*WHAT THE TASK ASKS*: Scan the records for lines with the word "rough", and copy every such line.

Saved entries:
┄┄┄┄┄┄┄┄┄┄
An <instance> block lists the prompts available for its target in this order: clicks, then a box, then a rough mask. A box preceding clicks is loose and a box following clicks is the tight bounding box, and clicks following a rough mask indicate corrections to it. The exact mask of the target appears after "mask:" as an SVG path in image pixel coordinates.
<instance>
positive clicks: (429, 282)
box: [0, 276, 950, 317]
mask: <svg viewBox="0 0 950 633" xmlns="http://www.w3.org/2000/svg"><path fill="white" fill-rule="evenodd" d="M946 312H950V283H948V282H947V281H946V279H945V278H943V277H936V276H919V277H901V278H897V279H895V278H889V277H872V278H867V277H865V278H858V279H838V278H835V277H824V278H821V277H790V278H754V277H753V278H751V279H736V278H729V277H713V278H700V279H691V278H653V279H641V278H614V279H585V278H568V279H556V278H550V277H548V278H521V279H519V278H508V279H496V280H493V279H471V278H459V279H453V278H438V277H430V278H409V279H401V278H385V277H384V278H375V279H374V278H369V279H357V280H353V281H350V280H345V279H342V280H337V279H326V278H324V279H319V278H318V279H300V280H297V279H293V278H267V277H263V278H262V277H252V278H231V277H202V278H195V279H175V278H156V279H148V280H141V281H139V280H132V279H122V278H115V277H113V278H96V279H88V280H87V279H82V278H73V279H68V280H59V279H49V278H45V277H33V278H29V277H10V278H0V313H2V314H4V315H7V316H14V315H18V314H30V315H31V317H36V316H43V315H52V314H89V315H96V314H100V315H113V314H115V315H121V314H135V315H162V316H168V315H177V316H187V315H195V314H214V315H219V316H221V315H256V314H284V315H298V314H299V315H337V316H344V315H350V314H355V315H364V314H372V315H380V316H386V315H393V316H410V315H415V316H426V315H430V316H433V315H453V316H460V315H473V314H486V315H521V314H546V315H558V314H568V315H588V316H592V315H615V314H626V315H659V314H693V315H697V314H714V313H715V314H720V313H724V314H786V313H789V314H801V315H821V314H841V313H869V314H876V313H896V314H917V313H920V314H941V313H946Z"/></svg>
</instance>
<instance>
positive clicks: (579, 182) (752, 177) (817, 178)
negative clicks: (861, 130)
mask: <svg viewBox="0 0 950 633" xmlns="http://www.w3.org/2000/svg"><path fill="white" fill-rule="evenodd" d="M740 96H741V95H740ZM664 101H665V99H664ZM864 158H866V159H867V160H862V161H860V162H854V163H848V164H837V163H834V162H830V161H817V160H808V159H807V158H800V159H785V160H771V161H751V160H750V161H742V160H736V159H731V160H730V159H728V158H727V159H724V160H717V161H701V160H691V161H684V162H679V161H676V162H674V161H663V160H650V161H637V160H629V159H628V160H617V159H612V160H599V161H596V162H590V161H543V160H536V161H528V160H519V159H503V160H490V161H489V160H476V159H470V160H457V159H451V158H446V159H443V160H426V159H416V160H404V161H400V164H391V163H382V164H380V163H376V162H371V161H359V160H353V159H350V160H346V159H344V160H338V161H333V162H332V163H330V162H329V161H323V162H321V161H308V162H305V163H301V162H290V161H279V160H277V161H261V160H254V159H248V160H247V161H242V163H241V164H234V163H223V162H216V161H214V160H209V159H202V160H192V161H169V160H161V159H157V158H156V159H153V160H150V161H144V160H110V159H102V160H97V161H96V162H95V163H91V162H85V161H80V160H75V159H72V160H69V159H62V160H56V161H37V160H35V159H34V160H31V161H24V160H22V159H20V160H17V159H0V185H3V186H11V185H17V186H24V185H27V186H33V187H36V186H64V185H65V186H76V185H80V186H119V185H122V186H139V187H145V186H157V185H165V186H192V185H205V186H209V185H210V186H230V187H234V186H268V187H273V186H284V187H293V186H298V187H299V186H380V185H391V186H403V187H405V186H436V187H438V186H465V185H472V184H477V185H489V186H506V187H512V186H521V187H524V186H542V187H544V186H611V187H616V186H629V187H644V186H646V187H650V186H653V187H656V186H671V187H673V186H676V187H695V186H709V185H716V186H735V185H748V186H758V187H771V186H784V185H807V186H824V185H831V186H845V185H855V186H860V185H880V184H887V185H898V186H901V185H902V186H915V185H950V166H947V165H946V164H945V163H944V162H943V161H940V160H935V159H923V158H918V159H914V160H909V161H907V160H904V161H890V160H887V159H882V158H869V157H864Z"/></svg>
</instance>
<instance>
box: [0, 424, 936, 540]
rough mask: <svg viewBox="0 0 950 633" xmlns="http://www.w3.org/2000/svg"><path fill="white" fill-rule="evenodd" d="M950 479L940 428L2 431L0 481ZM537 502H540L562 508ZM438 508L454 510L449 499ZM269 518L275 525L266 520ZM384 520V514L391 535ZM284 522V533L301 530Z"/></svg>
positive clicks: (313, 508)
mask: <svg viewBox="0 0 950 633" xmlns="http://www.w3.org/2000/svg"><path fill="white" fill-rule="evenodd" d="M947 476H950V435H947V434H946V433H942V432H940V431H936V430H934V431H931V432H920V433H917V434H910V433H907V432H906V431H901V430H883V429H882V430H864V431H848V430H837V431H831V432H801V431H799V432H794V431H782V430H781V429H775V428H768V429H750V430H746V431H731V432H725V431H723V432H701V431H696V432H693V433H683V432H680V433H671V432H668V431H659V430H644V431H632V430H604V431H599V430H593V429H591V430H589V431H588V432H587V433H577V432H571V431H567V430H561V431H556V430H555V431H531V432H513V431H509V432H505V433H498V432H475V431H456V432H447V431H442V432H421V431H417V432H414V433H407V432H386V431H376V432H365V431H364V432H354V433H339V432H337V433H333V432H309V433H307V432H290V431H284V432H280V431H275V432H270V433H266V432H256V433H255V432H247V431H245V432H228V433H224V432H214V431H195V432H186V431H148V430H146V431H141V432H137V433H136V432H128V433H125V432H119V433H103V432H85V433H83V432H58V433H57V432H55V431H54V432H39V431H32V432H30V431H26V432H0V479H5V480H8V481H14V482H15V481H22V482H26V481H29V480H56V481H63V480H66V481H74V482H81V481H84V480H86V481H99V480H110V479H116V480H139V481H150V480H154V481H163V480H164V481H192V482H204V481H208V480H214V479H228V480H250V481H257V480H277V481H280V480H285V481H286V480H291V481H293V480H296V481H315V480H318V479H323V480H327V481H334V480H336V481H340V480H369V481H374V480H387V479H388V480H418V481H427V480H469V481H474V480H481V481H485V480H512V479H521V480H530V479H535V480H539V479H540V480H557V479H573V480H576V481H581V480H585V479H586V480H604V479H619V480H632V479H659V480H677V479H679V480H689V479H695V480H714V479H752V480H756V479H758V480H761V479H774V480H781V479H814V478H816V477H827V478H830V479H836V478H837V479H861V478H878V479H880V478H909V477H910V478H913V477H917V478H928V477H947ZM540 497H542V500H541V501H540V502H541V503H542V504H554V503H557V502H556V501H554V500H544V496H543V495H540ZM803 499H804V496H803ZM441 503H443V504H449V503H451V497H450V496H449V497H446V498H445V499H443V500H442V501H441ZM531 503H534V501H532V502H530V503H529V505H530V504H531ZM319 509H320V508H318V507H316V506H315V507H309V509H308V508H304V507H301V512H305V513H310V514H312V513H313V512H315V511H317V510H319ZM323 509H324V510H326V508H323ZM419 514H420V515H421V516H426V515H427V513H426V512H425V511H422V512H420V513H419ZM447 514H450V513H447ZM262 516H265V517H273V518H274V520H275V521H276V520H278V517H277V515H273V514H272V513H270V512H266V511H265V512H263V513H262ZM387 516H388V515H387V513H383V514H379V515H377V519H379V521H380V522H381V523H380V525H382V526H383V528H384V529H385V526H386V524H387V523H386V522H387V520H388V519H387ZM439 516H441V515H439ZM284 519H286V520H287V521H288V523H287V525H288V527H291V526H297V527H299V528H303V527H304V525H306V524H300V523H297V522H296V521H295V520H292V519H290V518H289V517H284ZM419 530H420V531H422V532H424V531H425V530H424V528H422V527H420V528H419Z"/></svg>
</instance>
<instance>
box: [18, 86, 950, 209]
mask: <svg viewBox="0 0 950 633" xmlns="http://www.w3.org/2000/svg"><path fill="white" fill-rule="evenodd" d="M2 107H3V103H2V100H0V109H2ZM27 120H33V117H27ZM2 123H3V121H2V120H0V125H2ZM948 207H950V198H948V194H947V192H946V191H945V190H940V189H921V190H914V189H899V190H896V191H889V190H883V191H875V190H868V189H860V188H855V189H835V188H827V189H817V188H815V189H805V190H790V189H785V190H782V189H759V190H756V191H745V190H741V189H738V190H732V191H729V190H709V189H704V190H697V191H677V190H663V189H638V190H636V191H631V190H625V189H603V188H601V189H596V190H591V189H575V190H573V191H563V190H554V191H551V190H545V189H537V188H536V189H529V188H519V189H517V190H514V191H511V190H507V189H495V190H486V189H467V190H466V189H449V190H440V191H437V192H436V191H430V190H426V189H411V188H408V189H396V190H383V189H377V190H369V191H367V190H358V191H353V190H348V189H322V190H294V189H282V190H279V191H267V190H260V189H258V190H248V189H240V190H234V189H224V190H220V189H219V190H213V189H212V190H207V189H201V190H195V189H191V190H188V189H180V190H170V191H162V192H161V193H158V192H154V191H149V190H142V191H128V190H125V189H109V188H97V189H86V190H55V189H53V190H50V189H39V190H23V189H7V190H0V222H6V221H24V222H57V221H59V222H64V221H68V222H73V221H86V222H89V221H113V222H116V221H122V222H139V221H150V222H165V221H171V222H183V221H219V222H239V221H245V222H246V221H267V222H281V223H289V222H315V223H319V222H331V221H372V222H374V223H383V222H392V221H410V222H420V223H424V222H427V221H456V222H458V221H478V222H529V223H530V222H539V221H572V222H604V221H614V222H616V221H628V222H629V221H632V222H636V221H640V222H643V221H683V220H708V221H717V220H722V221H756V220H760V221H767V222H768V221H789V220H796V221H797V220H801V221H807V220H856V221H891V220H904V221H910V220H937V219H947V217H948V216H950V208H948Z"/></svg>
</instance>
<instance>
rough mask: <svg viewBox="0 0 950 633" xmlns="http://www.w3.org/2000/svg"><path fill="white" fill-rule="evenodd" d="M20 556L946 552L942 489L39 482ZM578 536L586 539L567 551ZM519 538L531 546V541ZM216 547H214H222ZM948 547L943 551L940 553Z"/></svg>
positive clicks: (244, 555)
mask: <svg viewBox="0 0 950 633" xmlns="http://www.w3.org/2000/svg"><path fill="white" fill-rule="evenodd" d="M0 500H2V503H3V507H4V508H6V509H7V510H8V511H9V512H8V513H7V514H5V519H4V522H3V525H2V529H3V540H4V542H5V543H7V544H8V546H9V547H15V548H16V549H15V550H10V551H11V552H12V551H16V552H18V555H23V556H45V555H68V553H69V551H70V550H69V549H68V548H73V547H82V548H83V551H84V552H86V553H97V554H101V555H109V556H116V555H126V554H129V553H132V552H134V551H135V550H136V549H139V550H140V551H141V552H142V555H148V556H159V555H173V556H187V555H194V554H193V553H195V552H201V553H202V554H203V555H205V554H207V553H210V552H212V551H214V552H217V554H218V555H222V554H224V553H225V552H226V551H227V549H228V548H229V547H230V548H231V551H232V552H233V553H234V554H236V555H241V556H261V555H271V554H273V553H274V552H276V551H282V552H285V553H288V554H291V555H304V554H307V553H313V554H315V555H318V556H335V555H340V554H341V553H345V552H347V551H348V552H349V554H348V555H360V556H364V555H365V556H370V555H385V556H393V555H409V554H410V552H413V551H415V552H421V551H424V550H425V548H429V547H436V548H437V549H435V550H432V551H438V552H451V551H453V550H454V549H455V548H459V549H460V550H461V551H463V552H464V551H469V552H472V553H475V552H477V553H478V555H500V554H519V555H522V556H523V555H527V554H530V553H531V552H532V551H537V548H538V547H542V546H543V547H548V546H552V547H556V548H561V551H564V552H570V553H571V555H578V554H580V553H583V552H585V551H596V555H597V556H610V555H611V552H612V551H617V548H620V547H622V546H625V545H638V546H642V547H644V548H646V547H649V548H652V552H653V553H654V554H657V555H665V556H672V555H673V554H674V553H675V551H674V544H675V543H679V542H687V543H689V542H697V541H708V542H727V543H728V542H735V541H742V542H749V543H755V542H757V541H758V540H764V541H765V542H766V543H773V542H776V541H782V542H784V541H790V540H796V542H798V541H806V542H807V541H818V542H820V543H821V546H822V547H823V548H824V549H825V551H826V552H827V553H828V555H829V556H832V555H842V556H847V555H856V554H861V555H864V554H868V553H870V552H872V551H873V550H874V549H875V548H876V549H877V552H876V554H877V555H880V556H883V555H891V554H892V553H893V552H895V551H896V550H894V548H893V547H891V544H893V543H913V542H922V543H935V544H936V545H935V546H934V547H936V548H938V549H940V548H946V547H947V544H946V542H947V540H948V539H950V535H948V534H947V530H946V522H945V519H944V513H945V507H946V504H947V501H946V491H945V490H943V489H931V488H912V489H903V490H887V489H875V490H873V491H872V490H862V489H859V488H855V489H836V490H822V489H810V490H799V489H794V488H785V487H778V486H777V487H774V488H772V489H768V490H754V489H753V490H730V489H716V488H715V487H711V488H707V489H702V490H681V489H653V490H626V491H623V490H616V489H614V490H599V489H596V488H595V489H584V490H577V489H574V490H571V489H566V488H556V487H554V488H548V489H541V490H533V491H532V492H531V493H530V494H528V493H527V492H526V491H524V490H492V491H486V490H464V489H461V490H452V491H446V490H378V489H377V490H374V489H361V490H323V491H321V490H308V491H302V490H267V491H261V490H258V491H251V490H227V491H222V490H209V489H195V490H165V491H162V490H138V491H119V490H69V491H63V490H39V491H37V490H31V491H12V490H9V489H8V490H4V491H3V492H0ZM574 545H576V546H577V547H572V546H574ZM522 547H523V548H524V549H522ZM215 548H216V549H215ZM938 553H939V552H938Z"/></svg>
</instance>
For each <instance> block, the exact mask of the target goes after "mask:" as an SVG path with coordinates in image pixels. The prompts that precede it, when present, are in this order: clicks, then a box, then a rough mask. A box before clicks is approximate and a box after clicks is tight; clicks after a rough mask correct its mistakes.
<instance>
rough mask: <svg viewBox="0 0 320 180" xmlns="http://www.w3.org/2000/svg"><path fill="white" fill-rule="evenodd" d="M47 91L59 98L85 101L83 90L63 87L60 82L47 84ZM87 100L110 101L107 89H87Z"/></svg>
┄┄┄┄┄┄┄┄┄┄
*SOLUTION*:
An <instance> block lists the prompts available for its target in this order: clicks, then a box, then a rough mask. A box preceding clicks is loose and a box following clicks is the tight bounding box, and clicks following a rough mask indicate corrections to it. The exact mask of the target appears after "mask:" as an SVG path in image pixel coordinates.
rough mask: <svg viewBox="0 0 950 633" xmlns="http://www.w3.org/2000/svg"><path fill="white" fill-rule="evenodd" d="M950 479L940 428L2 431L0 481ZM537 502H540L562 508ZM438 508L454 510L449 499ZM269 518L275 525L266 520ZM384 520V514L391 535ZM284 522V533L301 530Z"/></svg>
rough mask: <svg viewBox="0 0 950 633" xmlns="http://www.w3.org/2000/svg"><path fill="white" fill-rule="evenodd" d="M20 556L946 552L942 489L39 482ZM578 536L586 539L567 551ZM519 538L531 546V541ZM216 547H214H222ZM948 547L943 551L940 553Z"/></svg>
For each <instance> block, the exact mask of the target goes after "mask:" as an SVG path with coordinates in image pixels. The prompts that precede it, when present, are in this order: clicks, then a box, then a rough mask. A box before clicks is approximate and a box after clicks is tight; clicks after a rough mask correct its mistakes.
rough mask: <svg viewBox="0 0 320 180" xmlns="http://www.w3.org/2000/svg"><path fill="white" fill-rule="evenodd" d="M47 91L59 98L85 101L83 90L63 87L60 82L47 84ZM87 100L110 101L107 89H87Z"/></svg>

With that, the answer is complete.